--- START Reading passage ---

In [317]:
import re
from string import punctuation
from collections import Counter
import nltk
from nltk.corpus import stopwords
from nltk import sent_tokenize, word_tokenize, pos_tag
from sklearn.feature_extraction.stop_words import ENGLISH_STOP_WORDS as stop_words

class SimpleSummarize:
    def __init__(self, filename=None, k=None):
        self.txt = None
        self.word_tokens = None
        self.sent_tokens = None
        self.word_freq = None
        self.freq_dist = {}
        self.sent_scores = {}
        self.top_sents = None
        self.max_len = 40
        self.summary = ''
        self.scores = []
        self.english_stopwords = set(stopwords.words('english')) | stop_words
        if filename and k:
            self.load_file_from_disk(filename)

--- END Reading passage ---
--- START Provided material ---

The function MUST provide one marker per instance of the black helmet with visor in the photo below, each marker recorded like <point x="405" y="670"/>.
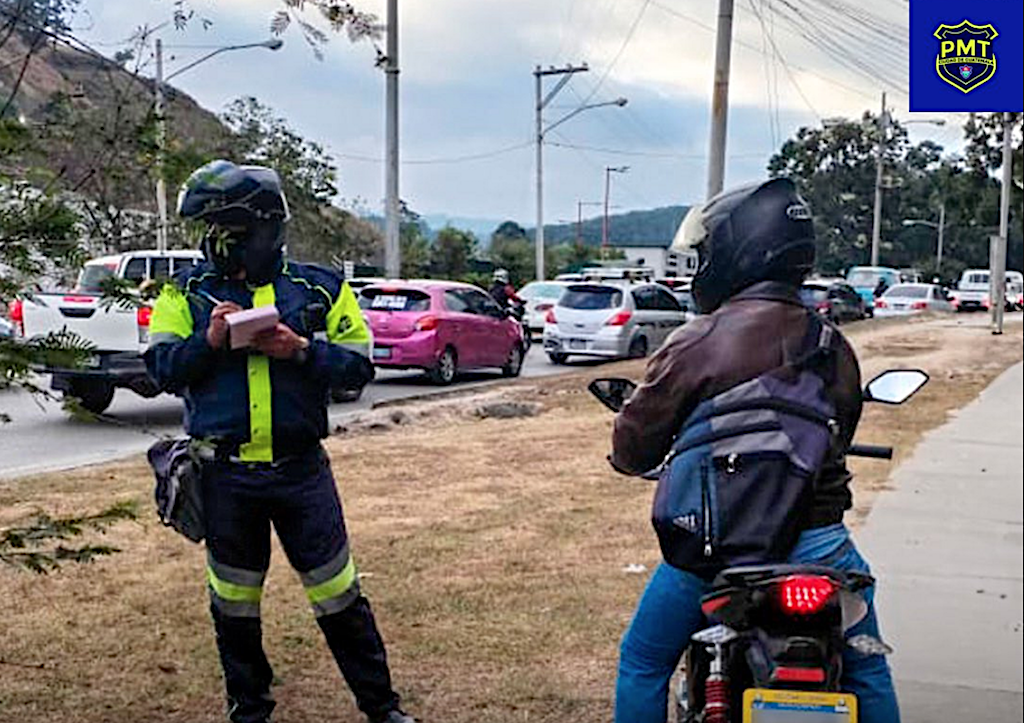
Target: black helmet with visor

--- END Provided material ---

Task list:
**a)** Check each statement against the SimpleSummarize code. For each one, answer yes or no and quote the words of the code that settle it: (i) The constructor sets max_len to 40. (ii) The English stopword set is taken only from NLTK. (iii) The constructor sets summary to an empty string.
**b)** In the SimpleSummarize code, which module is ENGLISH_STOP_WORDS imported from?
**c)** Continue the SimpleSummarize code, starting after its final line.

Per-task outputs:
**a)**
(i) Yes: "self.max_len = 40"
(ii) No: "self.english_stopwords = set(stopwords.words('english')) | stop_words"
(iii) Yes: "self.summary = ''"

**b)** sklearn.feature_extraction.stop_words

**c)**
            self.tokenize()
            self.word_freq_dist()
            self.score_sentences()
            self.summarize(k)
    
    def load_file_from_disk(self, filename):
        with open(filename, "r") as file:
            self.txt = file.read().replace("\n", " ")
            self.txt = self.txt.replace("\'","")
    
    def tokenize(self):
        self.word_tokens = self.tokenizer(self.txt)
        #self.sent_tokens = self.simple_sent_tokenizer(self.txt)
        self.sent_tokens = sent_tokenize(self.txt)

    def simple_sent_tokenizer(self, s):
        sents = []
        for sent in s.split('.'):
            sents.append(sent.strip())
        return sents
        
    def tokenizer(self,txt):
        txt = txt.lower()
        word_tokens = word_tokenize(txt.lower())
        word_tokens = [w for w in word_tokens if w not in self.english_stopwords and re.match('[a-zA-Z-][a-zA-Z-]{2,}', w)]
        return word_tokens
    
    def word_freq_dist(self):
        self.word_freq = nltk.FreqDist(self.word_tokens)
        most_freq_count = max(self.word_freq.values())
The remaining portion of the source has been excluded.